Problem requirements =>
Reproduce the entries below word for word, covering all of them, and leave out the pictures.
Start
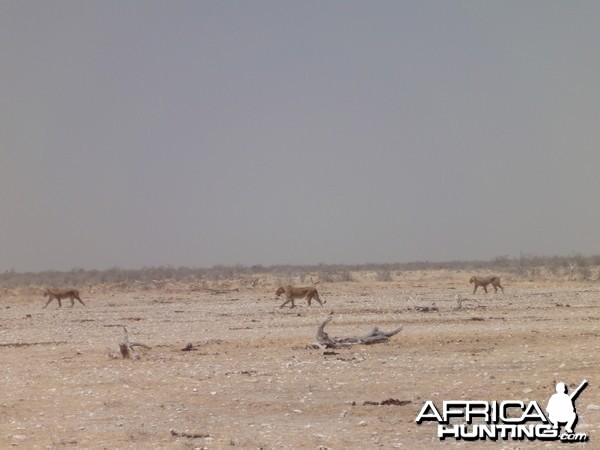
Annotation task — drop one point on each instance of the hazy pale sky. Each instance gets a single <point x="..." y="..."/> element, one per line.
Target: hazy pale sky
<point x="194" y="133"/>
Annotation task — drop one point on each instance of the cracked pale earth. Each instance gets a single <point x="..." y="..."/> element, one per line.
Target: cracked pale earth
<point x="255" y="380"/>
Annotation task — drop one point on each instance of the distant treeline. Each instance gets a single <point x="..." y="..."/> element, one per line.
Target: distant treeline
<point x="575" y="267"/>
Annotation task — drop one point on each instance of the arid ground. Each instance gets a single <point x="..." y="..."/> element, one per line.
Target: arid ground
<point x="254" y="378"/>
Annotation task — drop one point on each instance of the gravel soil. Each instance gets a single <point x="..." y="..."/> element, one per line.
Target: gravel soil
<point x="255" y="379"/>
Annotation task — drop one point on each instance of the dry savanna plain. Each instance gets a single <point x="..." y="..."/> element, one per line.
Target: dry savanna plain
<point x="253" y="378"/>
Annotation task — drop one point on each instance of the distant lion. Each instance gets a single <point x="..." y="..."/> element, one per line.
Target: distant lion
<point x="485" y="281"/>
<point x="59" y="294"/>
<point x="292" y="293"/>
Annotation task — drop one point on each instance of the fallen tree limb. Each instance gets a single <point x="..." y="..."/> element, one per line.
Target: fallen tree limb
<point x="374" y="337"/>
<point x="126" y="347"/>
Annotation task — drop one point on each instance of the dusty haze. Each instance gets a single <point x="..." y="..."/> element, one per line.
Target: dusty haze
<point x="197" y="133"/>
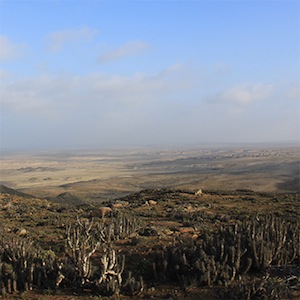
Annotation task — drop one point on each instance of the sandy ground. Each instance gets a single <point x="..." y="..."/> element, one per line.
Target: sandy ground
<point x="98" y="174"/>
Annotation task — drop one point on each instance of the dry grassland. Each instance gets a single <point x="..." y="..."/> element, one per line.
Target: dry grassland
<point x="98" y="175"/>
End
Task result =>
Annotation task — drop one point on each instance of the hazy pale sky. Each instance gets a single <point x="..." y="..."/> element, one per line.
Target: hazy pale sky
<point x="194" y="133"/>
Annotation task — drop one point on each instance of the cracked pale earth. Each instance gets a single <point x="..." y="..."/> element, one per line.
Target: cracked pale earth
<point x="255" y="380"/>
Annotation task — drop one point on each instance of the distant treeline. Each instance gets a single <point x="..." y="..."/> element, one per line.
Target: distant treeline
<point x="575" y="267"/>
Annotation task — drop one point on each instance of the arid ground. Each instance gets a single <point x="..." y="..."/> element, one per line.
Target: arid ground
<point x="254" y="378"/>
Annotation task — drop one point on each instance of the gravel soil. Each instance gets a single <point x="..." y="..."/> element, one per line.
Target: gravel soil
<point x="255" y="379"/>
Annotation task — drop one point on each instance of the dry savanna plain. Each instance gets a single <point x="..." y="..."/> element, one per line.
Target: dry savanna plain
<point x="253" y="378"/>
Annotation task — drop one point on each instance of the distant lion. Each instance gets a single <point x="..." y="..."/> element, one per line.
Target: distant lion
<point x="485" y="281"/>
<point x="59" y="294"/>
<point x="292" y="293"/>
Annotation task — drop one point on each instance of the fallen tree limb. Each instance gets a single <point x="..." y="..."/> element, one per line.
Target: fallen tree limb
<point x="374" y="337"/>
<point x="126" y="347"/>
Annotation task — drop one point on each instance of the dusty haze. Each instance gets a single <point x="..." y="..."/> element, one per line.
Target: dusty haze
<point x="197" y="133"/>
Annotation task — drop one point on each instance of the sandy ground. Each instance gets a single <point x="..." y="..."/> element, one per line.
Target: sandy ground
<point x="98" y="174"/>
Annotation task — drop one point on each instance of the dry grassland. Each instance gets a single <point x="..." y="..."/> element, one per line.
Target: dry grassland
<point x="98" y="175"/>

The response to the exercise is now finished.